## Exercise objective
Copy the items below, from the line containing "For each instance of the small" through the end of the items, requests included, and add 66 to every coordinate value in the answers.

▼

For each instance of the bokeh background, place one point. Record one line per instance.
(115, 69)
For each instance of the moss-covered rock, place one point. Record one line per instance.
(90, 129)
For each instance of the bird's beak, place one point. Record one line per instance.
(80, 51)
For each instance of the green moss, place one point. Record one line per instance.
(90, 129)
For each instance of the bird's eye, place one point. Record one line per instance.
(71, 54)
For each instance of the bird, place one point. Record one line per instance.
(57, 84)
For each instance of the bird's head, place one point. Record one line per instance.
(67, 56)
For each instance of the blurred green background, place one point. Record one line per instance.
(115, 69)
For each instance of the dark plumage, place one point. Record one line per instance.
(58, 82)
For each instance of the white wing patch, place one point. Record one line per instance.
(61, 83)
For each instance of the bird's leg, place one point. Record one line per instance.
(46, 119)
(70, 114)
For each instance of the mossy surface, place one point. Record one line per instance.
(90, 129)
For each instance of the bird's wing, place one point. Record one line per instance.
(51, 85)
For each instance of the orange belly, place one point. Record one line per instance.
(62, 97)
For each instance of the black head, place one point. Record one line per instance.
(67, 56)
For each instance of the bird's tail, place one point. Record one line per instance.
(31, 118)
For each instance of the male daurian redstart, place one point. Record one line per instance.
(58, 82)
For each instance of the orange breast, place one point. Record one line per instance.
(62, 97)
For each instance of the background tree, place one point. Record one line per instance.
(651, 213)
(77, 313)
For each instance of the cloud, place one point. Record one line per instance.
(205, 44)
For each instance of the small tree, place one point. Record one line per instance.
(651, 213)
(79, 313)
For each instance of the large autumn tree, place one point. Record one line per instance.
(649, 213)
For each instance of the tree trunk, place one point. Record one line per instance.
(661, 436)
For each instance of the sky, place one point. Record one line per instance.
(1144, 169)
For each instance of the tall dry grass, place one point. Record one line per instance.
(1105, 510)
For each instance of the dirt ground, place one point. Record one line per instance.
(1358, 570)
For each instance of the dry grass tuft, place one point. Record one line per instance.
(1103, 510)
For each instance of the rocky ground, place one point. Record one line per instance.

▲

## Solution to the exercise
For each instance of the small tree, place one point. Record one line per instance.
(717, 279)
(145, 379)
For each instance of the large autumn tree, place one point. Record one line per instance.
(715, 279)
For each instance of the tree trunk, place one point. Record one line per instance.
(727, 502)
For each instance of the sky, place one point. Record one line per instance.
(1210, 235)
For each instance of the tall dry grass, place one point. Record one line per instance.
(1171, 576)
For each instance of the dirt ground, place one point. Record one line per instance.
(1424, 636)
For each instance of the dry grass tuft, place one point. Record one line per instance.
(1169, 576)
For each instance of the rocky ground, place one point. Record one line per instance.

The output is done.